Exercise tasks →
(a) In the article on King & Spalding's DOMA contract, who signed the contract for the firm, and on what date?
(b) From the article on King & Spalding's DOMA contract, transcribe the passage that begins at the words "Metro Weekly" and stops after "on April 14.".

───── Given passage ─────

Metro Weekly

The DOMA Gag Rule?

Contract with King & Spalding bars all employees of the international law firm from advocating for repeal of DOMA

All of King & Spalding’s employees – lawyers and non-lawyers – are barred from advocating for the Respect for Marriage Act – the bill that would repeal the Defense of Marriage Act – in the 112th Congress, according to the terms of the contract to defend DOMA that King & Spalding partner Paul Clement signed on the firm’s behalf on April 14.


The contract, which was entered into with U.S. House of Representatives General Counsel Kerry Kircher on behalf of the House’s Bipartisan Legal Advisory Group to defend DOMA in court, contains a provision that prohibits all King & Spalding attorneys and non-attorney employees from any advocacy to “alter or amend” DOMA.

The paragraph in question states that “partners and employees who do not perform services pursuant to this Agreement will not engage in lobbying or advocacy for or against any legislation … that would alter or amend in any way the Defense of Marriage Act and is pending before either the U.S. House of Representatives or the U.S. Senate or any committee of either body during the term of the Agreement.”

Moreover, the preceding paragraph, 4(f), contains a similar prohibition on the partners and employees who are participating in the litigation. Paragraph 4(g), thus, clearly is intended to apply to those who do not participate in the litigation.

───── Available data ─────

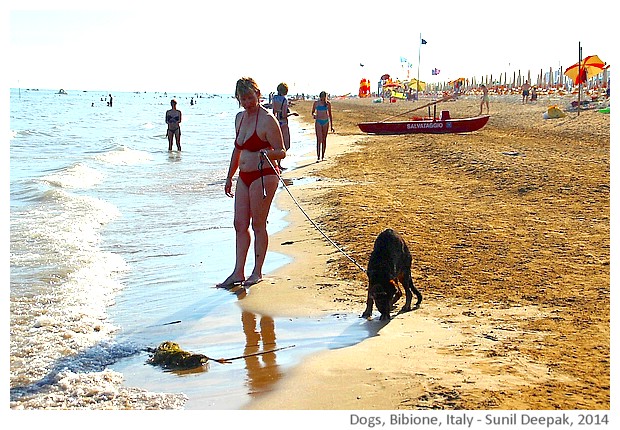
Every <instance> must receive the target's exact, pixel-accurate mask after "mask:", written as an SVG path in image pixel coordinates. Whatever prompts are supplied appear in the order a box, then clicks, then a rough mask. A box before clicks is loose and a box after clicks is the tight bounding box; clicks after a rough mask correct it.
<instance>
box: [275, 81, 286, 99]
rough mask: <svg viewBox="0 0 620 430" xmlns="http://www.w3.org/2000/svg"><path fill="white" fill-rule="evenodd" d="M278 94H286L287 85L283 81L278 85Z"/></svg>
mask: <svg viewBox="0 0 620 430" xmlns="http://www.w3.org/2000/svg"><path fill="white" fill-rule="evenodd" d="M277 90H278V94H279V95H281V96H285V95H287V94H288V85H286V84H285V83H284V82H282V83H281V84H280V85H278V88H277Z"/></svg>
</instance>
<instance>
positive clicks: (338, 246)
mask: <svg viewBox="0 0 620 430" xmlns="http://www.w3.org/2000/svg"><path fill="white" fill-rule="evenodd" d="M261 158H264V159H266V160H267V162H268V163H269V165H270V166H271V167H272V169H273V170H274V172H276V175H277V176H278V179H279V180H280V182H281V183H282V186H283V187H284V189H285V190H286V192H287V193H288V195H289V196H291V199H293V202H295V205H297V207H298V208H299V210H300V211H301V213H303V214H304V216H305V217H306V219H307V220H308V221H310V224H312V225H313V226H314V228H316V229H317V230H318V231H319V233H321V234H322V235H323V237H324V238H325V239H327V241H328V242H329V243H331V244H332V245H333V246H334V248H336V249H337V250H338V251H340V252H341V253H342V254H343V255H344V256H345V257H347V258H348V259H349V261H351V262H352V263H353V264H355V265H356V266H357V267H358V269H360V270H361V271H362V272H364V273H366V269H364V268H363V267H362V266H360V265H359V263H358V262H357V261H355V260H354V259H353V257H351V256H350V255H349V254H347V253H346V252H345V251H344V249H342V248H341V247H340V246H338V244H337V243H336V242H334V241H333V240H331V239H330V238H329V236H327V235H326V234H325V232H323V230H321V228H320V227H319V226H318V225H317V224H316V223H315V222H314V221H313V220H312V218H310V216H309V215H308V214H307V213H306V211H305V210H304V209H303V208H302V207H301V205H300V204H299V202H298V201H297V199H296V198H295V196H293V194H292V193H291V190H289V189H288V187H287V186H286V183H285V182H284V179H282V176H280V173H279V172H278V170H277V169H276V168H275V167H274V165H273V163H272V162H271V160H270V159H269V157H267V155H266V154H263V153H261ZM261 165H262V160H261Z"/></svg>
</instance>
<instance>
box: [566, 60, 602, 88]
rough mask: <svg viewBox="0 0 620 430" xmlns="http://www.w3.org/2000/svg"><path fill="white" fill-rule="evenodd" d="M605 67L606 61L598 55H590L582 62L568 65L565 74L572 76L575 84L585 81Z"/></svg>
mask: <svg viewBox="0 0 620 430" xmlns="http://www.w3.org/2000/svg"><path fill="white" fill-rule="evenodd" d="M604 69H605V63H604V62H603V61H602V60H601V59H600V58H598V55H589V56H587V57H586V58H584V59H583V60H581V62H578V63H575V64H573V65H572V66H570V67H568V68H567V69H566V70H565V71H564V74H565V75H566V76H568V77H569V78H571V79H572V80H573V82H574V83H575V85H577V84H583V83H585V82H586V81H587V80H588V79H589V78H591V77H592V76H596V75H598V74H599V73H601V72H602V71H603V70H604Z"/></svg>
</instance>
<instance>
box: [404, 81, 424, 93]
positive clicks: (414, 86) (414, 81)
mask: <svg viewBox="0 0 620 430" xmlns="http://www.w3.org/2000/svg"><path fill="white" fill-rule="evenodd" d="M408 85H409V88H419V89H420V90H422V91H424V90H426V82H422V81H418V80H417V79H416V78H412V79H411V80H410V81H409V82H408Z"/></svg>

─────

Solved problems →
(a) King & Spalding partner Paul Clement signed it on April 14.

(b)
Metro Weekly

The DOMA Gag Rule?

Contract with King & Spalding bars all employees of the international law firm from advocating for repeal of DOMA

All of King & Spalding’s employees – lawyers and non-lawyers – are barred from advocating for the Respect for Marriage Act – the bill that would repeal the Defense of Marriage Act – in the 112th Congress, according to the terms of the contract to defend DOMA that King & Spalding partner Paul Clement signed on the firm’s behalf on April 14.